** Exercise **
The whole listing, from first line to last: copy it exactly.

** Source data **
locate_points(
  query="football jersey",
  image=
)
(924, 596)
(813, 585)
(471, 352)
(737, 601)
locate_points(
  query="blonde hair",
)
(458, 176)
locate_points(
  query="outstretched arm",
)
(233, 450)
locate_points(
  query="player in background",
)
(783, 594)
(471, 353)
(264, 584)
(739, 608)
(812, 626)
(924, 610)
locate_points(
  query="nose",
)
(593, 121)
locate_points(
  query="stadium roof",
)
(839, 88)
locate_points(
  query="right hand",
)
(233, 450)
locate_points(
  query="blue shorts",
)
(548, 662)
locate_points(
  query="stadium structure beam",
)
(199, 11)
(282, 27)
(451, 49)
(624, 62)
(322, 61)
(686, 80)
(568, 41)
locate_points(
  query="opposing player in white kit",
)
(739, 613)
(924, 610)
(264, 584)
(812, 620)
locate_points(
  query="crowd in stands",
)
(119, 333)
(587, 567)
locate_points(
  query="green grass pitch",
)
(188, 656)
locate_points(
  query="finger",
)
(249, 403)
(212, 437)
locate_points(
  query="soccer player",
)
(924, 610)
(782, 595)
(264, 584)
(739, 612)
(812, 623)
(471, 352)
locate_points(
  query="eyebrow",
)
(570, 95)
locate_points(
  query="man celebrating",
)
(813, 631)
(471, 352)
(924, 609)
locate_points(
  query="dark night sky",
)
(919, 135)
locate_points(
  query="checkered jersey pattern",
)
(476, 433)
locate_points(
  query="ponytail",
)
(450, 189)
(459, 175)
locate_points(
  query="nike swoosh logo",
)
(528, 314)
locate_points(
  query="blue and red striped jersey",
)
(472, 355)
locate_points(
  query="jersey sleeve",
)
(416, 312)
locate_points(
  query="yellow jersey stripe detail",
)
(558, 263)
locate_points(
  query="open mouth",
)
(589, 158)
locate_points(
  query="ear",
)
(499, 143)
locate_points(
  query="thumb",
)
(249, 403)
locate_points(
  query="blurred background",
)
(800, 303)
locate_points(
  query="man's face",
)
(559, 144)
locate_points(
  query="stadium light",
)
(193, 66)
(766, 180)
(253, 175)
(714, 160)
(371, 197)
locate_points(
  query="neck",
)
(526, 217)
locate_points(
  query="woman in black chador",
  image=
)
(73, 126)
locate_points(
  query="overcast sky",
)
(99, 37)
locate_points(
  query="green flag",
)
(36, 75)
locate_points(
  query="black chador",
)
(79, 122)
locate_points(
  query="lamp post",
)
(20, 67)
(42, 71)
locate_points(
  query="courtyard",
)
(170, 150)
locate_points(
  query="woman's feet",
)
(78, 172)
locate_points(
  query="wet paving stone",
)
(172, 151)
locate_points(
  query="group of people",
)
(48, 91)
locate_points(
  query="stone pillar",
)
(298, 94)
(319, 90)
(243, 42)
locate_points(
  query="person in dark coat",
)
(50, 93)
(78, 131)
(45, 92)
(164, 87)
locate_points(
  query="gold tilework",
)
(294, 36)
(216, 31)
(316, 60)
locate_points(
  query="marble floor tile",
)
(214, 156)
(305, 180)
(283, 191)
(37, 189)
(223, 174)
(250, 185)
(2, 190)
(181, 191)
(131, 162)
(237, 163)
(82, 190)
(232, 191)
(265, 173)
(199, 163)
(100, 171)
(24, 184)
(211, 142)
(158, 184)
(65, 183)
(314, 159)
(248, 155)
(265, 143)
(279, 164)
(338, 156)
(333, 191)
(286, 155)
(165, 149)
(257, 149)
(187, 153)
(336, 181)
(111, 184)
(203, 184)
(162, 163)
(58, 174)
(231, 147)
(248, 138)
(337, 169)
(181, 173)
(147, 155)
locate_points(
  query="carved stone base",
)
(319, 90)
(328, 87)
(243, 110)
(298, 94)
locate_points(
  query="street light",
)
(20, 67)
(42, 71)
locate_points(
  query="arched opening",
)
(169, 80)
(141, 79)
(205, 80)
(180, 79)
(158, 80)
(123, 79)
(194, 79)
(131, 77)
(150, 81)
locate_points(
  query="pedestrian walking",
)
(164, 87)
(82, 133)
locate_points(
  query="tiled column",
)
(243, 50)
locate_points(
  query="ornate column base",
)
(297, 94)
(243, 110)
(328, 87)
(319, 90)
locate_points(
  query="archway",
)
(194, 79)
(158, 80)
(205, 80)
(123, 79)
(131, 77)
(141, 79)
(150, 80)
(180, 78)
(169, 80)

** Answer section **
locate_points(
  query="football jersey",
  image=
)
(924, 596)
(813, 585)
(471, 352)
(737, 601)
locate_points(
  query="blonde hair",
)
(458, 176)
locate_points(
  query="outstretched arm",
)
(233, 450)
locate_points(
  query="player in background",
)
(783, 594)
(471, 353)
(264, 584)
(739, 608)
(812, 626)
(924, 610)
locate_points(
  query="nose",
)
(593, 121)
locate_points(
  query="stadium roof",
)
(839, 88)
locate_points(
  query="right hand",
)
(233, 450)
locate_points(
  query="blue shorts",
)
(548, 662)
locate_points(
  query="stadium structure beam",
)
(199, 11)
(282, 27)
(451, 49)
(624, 62)
(322, 61)
(686, 80)
(568, 41)
locate_points(
  query="opposing player in white kit",
)
(739, 613)
(924, 610)
(264, 584)
(812, 620)
locate_points(
  query="crowd in stands",
)
(119, 333)
(587, 567)
locate_points(
  query="green grass pitch",
)
(188, 656)
locate_points(
  query="finger",
)
(249, 403)
(212, 437)
locate_points(
  query="soccer player",
)
(924, 610)
(782, 595)
(264, 584)
(739, 612)
(812, 623)
(471, 352)
locate_points(
  query="eyebrow",
)
(570, 95)
locate_points(
  query="man celebrating",
)
(813, 631)
(471, 352)
(924, 609)
locate_points(
  query="dark night sky",
)
(919, 135)
locate_points(
  query="checkered jersey pattern",
)
(476, 433)
locate_points(
  query="ponytail",
)
(450, 189)
(459, 175)
locate_points(
  query="nike swoosh logo",
)
(528, 314)
locate_points(
  query="blue and red striped jersey",
)
(472, 355)
locate_points(
  query="jersey sleeve",
)
(416, 312)
locate_points(
  query="yellow jersey stripe detail",
)
(558, 263)
locate_points(
  query="open mouth",
)
(589, 158)
locate_points(
  query="ear",
)
(499, 143)
locate_points(
  query="thumb",
)
(249, 403)
locate_points(
  query="blurred background",
)
(800, 303)
locate_points(
  query="man's face",
)
(559, 144)
locate_points(
  query="stadium light",
)
(193, 66)
(766, 180)
(253, 175)
(714, 160)
(371, 197)
locate_points(
  query="neck",
)
(526, 217)
locate_points(
  query="woman in black chador",
  image=
)
(73, 126)
locate_points(
  query="overcast sky",
)
(99, 37)
locate_points(
  query="green flag",
)
(36, 75)
locate_points(
  query="black chador",
)
(79, 122)
locate_points(
  query="lamp post",
)
(20, 67)
(42, 71)
locate_points(
  query="courtyard",
)
(170, 150)
locate_points(
  query="woman's feet",
)
(78, 172)
locate_points(
  query="wet paving stone",
)
(172, 151)
locate_points(
  query="group of people",
)
(48, 91)
locate_points(
  query="stone pillar",
)
(298, 94)
(319, 90)
(243, 42)
locate_points(
  query="person in dark coat",
)
(50, 93)
(78, 131)
(45, 92)
(164, 87)
locate_points(
  query="gold tilework",
)
(294, 36)
(216, 31)
(316, 60)
locate_points(
  query="marble floor tile",
)
(214, 156)
(305, 180)
(283, 191)
(37, 189)
(223, 174)
(250, 185)
(2, 190)
(181, 191)
(131, 162)
(237, 163)
(82, 190)
(232, 191)
(265, 173)
(199, 163)
(100, 171)
(24, 184)
(211, 142)
(158, 184)
(65, 183)
(314, 159)
(248, 155)
(265, 143)
(279, 164)
(338, 156)
(333, 191)
(286, 155)
(165, 149)
(257, 149)
(187, 153)
(336, 181)
(111, 184)
(203, 184)
(162, 163)
(58, 174)
(231, 147)
(248, 138)
(337, 169)
(181, 173)
(147, 155)
locate_points(
  query="carved stone base",
)
(319, 90)
(328, 87)
(243, 110)
(298, 94)
locate_points(
  query="street light",
)
(20, 67)
(42, 71)
locate_points(
  query="arched opening",
)
(169, 80)
(141, 79)
(205, 80)
(180, 79)
(158, 80)
(123, 79)
(194, 79)
(131, 77)
(150, 81)
locate_points(
  query="pedestrian walking",
)
(164, 87)
(82, 133)
locate_points(
  query="tiled column",
)
(243, 50)
locate_points(
  query="ornate column base",
)
(297, 94)
(243, 110)
(328, 87)
(319, 90)
locate_points(
  query="archway",
)
(194, 79)
(158, 80)
(205, 80)
(123, 79)
(131, 77)
(141, 79)
(150, 80)
(180, 78)
(169, 80)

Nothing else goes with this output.